* [TEXT EXCERPT]:
※

- Origin: Bristol, England
- Genres: Hip hop
- Years active: 1996–present

= Aspects (band) =

Hip hop band

Aspects are an English hip hop group from Bristol, England; the outfit's core members being emcees El Eye, Mantis and Bubber Loui.

==Career==
The band formed in 1996 and were once part of a larger collective of artists known as FSH (Fantastic Super Heroes). Aspects, formerly Earthbound Aspects, were born of the Hip Hop movement in their native city and the culture's well documented renaissance at that time.

After a number of EPs, Aspects released their debut album Correct English to critical acclaim in 2001. The album featured the singles "Best Music" (also containing "Intrigue" remixed by DJ Vadim) and "My Genre." On its release "My Genre" became Single of the Week in the NME. The group gained international exposure with the song and the accompanying video was rotated on BBC Radio 1 in the UK and MTV Europe respectively. At this time the group appeared on and recorded exclusive radio sessions for Dan Greenpeace and Zane Lowe, Steve Lamacq, Tim Westwood and the late John Peel (see List of Peel sessions), among others. The title track and third official single, "Correct English" never appeared on the album but was released as a double A side (along with "We Get Fowl"). It is a collaborative track with Task Force. In 2007 Hip Hop Connection magazine (issue 214) ranked Aspects' Correct English No. 28 in the 50 Best British Albums Ever.

After the demise of their original stable, Hombre Records, Aspects were signed to Antidote Records (a subsidiary of Sanctuary Records), who released their sophomore LP Mystery Theatre? in 2004, along with singles for "Impact" and "Off The Lip". The latter entered the UK Indie Chart at No. 16 and the UK Top 200 at No. 81. "Off the Lip" is a "Surfin' USA" for the UK Hip Hop generation" according to a review published in The Independent, "making them one of only a handful of UK acts to produce genuinely original Hip Hop."

Their third studio album, Left Hand Path was released in 2013. It was described by Uncut as, "a masterful collage of gothic moods and virtuoso rhyming". Upon its release, Clash considered the material "a relieving alternative to conventional, safe music" and "playfully groundbreaking".

※

* [DIRECTIVE]:
Write the next part of the article about the Bristol hip hop group Aspects, picking up after its final sentence. The records on this page aren't needed.

※

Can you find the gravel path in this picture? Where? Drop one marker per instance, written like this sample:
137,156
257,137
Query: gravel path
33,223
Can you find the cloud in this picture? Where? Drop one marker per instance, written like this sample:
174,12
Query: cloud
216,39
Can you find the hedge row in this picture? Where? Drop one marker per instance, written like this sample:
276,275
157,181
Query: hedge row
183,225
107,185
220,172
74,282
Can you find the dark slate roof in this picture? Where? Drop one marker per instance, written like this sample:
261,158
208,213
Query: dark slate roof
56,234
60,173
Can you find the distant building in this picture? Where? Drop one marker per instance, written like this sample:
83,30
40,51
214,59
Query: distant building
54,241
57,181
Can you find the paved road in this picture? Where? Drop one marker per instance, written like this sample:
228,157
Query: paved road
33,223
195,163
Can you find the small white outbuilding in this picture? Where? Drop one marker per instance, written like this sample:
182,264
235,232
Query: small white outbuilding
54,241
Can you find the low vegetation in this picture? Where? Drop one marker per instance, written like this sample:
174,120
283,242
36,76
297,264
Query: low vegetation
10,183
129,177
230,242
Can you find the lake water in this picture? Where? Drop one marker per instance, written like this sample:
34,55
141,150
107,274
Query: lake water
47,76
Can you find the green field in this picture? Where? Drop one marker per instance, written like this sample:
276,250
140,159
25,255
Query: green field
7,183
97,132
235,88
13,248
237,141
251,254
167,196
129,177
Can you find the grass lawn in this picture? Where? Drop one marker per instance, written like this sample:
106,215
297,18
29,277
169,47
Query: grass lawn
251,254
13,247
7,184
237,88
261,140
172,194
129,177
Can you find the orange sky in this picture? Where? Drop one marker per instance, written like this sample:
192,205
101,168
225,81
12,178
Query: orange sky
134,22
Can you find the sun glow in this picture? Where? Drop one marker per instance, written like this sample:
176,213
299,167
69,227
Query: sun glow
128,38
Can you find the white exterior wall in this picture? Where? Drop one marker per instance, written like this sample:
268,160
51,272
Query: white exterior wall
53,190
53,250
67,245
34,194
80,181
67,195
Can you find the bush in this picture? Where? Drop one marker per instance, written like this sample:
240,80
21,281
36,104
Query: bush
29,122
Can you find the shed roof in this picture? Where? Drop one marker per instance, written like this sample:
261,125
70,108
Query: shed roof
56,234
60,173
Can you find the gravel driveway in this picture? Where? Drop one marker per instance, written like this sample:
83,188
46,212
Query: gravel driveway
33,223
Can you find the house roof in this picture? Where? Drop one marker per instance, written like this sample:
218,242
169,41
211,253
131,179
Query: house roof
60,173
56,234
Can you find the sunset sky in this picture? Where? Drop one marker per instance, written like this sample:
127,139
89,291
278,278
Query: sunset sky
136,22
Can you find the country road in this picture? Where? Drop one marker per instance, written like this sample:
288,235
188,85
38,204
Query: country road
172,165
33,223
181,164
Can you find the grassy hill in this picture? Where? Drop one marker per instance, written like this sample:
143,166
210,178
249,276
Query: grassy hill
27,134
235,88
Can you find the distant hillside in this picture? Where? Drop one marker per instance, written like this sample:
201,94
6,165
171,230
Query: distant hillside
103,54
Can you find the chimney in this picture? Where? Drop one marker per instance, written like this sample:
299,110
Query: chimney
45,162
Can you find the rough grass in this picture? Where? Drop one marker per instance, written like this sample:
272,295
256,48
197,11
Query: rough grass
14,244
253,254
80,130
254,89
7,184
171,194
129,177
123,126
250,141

※

* [RESPONSE BELOW]:
The group have performed extensively and were attached to UK tours from Princess Superstar, Arrested Development, De La Soul and The Bees. Aspects have recorded and collaborated with numerous artists, among them DJ Yoda, DJ Format, DJ Vadim, Junior Disprol, Hundred Strong, Mr. Jason of Porn Theatre Ushers, Si Begg, Quantic, The Bees and Little Barrie.

==Personnel==
Members:
- El Eye (Ian Merchant), MC
- BeelziBubber Loucifur a.k.a. Bubber Loui (Alexander Parsons), MC
- Old Mantis a.k.a. Probe Mantis a.k.a. Leather Apron (Benjamin Weaver), MC
- The Printer's Devil a.k.a. Monkey Moo (Rory Donnelly), beatbox

Other founder/affiliate members:
- Specify (Ryan Jarrett), producer
- 7STU7 a.k.a. Stanley Matthews a.k.a. Big Stu (Stuart Matthews), engineer
- Nu Balance (Nick Burt), DJ
- Nick Fury (Scott McDougal), producer
- Salsa (Phil Rees), production, design and media
- Tech 12 (Ben Walters), tour manager, tour DJ

==Studio albums==
2001: Correct English (2001, Hombré)

2004: Mystery Theatre? (2004, Antidote/Sanctuary)

2013: Left Hand Path (2013, Psycho Boogie)

==EPs==
2012 EP (Hombré, 1998)

Revenge Of The Nerds (Hombré 1999)

==Singles==
- "Sounds Of Earth" (Hombré 2000)
- "Best Music" (Hombré, 2001)
- "My Genre" (Hombré, 2001)
- "Psychoboogie" (White Label, 2001)
- "We Get Fowl/Correct English" (Hombré, 2001)
- "Impact" (Antidote, 2004)
- "Off The Lip" feat. The Bees (Antidote, 2004)
- "The Freedumb Song" (White Label, 2005)
- "BeaTTape" (White Label, 2012)

==Mixtapes==
Rockrap (2005)

Kings' English (2013)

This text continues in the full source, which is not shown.